Entries taken from a collection
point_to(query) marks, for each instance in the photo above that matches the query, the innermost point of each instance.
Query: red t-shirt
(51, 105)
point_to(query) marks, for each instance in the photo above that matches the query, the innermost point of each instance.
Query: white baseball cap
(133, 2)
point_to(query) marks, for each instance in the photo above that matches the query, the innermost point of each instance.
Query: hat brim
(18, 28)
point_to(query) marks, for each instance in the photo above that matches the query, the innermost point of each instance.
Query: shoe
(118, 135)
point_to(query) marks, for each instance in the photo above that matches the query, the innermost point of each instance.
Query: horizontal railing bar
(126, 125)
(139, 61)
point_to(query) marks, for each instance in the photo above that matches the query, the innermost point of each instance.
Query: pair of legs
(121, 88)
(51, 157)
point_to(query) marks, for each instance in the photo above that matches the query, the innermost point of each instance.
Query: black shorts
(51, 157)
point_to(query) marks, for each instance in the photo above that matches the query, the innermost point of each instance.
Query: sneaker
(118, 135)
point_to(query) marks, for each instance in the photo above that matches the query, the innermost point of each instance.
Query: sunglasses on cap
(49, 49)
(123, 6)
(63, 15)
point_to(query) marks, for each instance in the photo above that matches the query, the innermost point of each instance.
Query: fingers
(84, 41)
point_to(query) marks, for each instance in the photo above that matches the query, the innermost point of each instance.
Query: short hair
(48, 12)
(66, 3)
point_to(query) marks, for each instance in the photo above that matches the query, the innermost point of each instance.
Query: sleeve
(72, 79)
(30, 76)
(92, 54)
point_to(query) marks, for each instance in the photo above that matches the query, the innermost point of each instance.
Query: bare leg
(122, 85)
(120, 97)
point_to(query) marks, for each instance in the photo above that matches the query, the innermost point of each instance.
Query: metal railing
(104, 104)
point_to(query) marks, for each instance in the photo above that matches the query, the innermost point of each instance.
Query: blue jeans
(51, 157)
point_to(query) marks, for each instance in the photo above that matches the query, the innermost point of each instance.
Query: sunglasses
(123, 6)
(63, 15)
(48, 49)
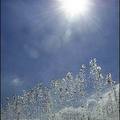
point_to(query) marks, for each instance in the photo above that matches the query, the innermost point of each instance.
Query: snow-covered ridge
(69, 98)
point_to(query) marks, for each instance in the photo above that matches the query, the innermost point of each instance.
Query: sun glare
(73, 8)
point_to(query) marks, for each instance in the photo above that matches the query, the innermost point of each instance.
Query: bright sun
(73, 8)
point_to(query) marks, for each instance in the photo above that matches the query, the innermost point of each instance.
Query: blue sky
(40, 44)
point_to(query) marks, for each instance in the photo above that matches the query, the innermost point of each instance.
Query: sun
(74, 8)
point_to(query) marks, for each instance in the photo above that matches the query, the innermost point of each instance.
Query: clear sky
(39, 43)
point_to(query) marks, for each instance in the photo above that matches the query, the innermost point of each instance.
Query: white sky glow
(74, 8)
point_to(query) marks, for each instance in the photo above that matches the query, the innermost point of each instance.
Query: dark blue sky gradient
(35, 50)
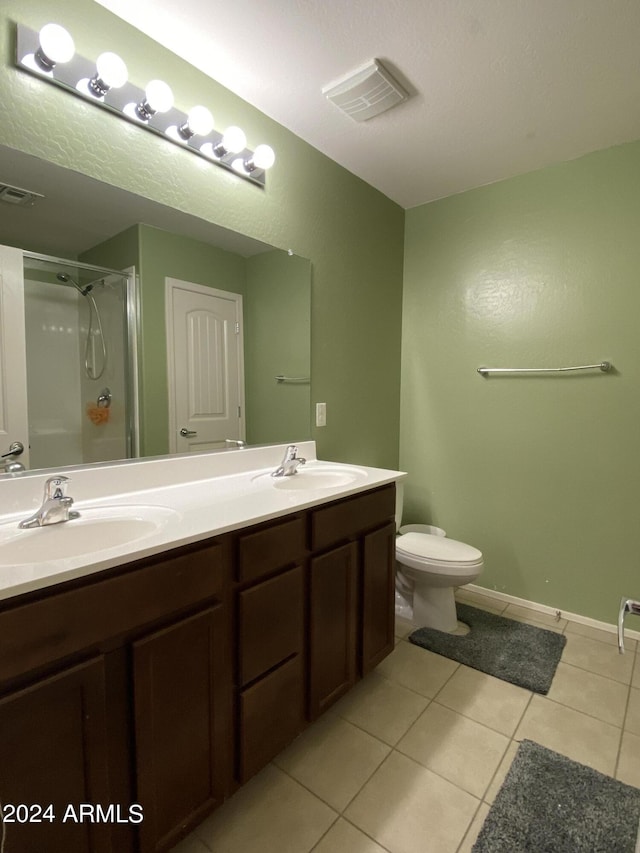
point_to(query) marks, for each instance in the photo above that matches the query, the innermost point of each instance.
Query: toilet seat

■ **Problem to work on**: Exact copies of the entries above are needed, with every picture removed.

■ **Task answer**:
point_to(query) marks, for each instance in the photo above that matches the query, the innermost point of each instance.
Query: red t-shirt
(51, 105)
point_to(query) marks, for each instance in the photo above that matches the query, the innermost point of each instance.
Query: white baseball cap
(133, 2)
point_to(query) marks, for each instance in the photo above that matches the query, the innermost point of each instance.
Query: hat brim
(18, 28)
point_to(query) marks, for each instance in the photo above that matches the query, the innermost point of each instance.
Query: shoe
(118, 135)
point_to(query) marks, for each instance in the photo above that matches the query, the innermost point of each instance.
Query: horizontal railing bar
(126, 125)
(139, 61)
point_to(query) marks, for each instance in the photo above that matches the query, the innermost point of each instance.
Query: pair of legs
(121, 88)
(51, 157)
point_to(query) marks, for each instance in the photo above that matches the query, the innermost point of each instance.
Query: black shorts
(51, 157)
point_to(query) marks, for each instance in the photo above that matches the query, the innermost point of each instance.
Query: sneaker
(118, 135)
point_to(query) marks, for each instance in the photo above that matches the query, the innermost point of each instance.
Query: sunglasses on cap
(49, 49)
(123, 6)
(63, 15)
point_to(query) marks, for each instance in the photo above that matches the query, the innermost point of each instance.
Query: fingers
(84, 41)
point_to(query) marks, for each instance in the photo above that matches the query, the innermost point of each instance.
Query: short hair
(48, 12)
(66, 3)
point_to(query) marks, for each instance in the photo above that matches the query, the innermost point of each instance.
Query: sleeve
(72, 79)
(30, 76)
(92, 54)
point_to(query) marks, for each instance in the photo above that matches the query, the innermost point of each instance.
Query: bare leg
(122, 85)
(120, 97)
point_to(query) marks, for each instance in the photo above that matches the query, the innermost point of each instance.
Query: metal railing
(104, 104)
point_to(query) marks, for each instance in the photo above that matches the query, the innermost point of each instance.
Query: blue jeans
(51, 157)
point_to(query) marks, for each instance in the photo above that matches the query, the innermost point of each instance.
Query: sunglasses
(123, 6)
(63, 15)
(48, 49)
point_to(query) marks, for each instance in the photo above that matches the query, the innermost point of each instance.
Query: snow-covered ridge
(69, 98)
point_to(query) marks, for each instance in the photo above that matches the query, the innermost point of each instance.
Query: sun glare
(73, 8)
point_to(query) marks, for each instance in the photo above that matches the query, the innermost point of each instance.
Query: bright sun
(73, 8)
point_to(query) marks, for each instance in the photo above that matches the query, the innermost point of each instance.
Query: blue sky
(40, 44)
point_to(query) marks, for each instance in the photo above that matches the query, the innermost point of each instance.
Query: sun
(74, 8)
point_to(query) marks, for each instance in the photo above that matches the query, the innermost point of each instance.
Query: clear sky
(39, 43)
point_to(query) marks, for each instance in the photo above that matches the query, the innermost point of each instance.
Query: white sky glow
(74, 8)
point_to(query) marks, for each instance in the photo above that matches the query, the innermost point of each instance.
Query: dark blue sky gradient
(35, 50)
point_to(query) marks, for each instance in the photo above that matches the query, the innermost point of each instance.
Query: toilet seat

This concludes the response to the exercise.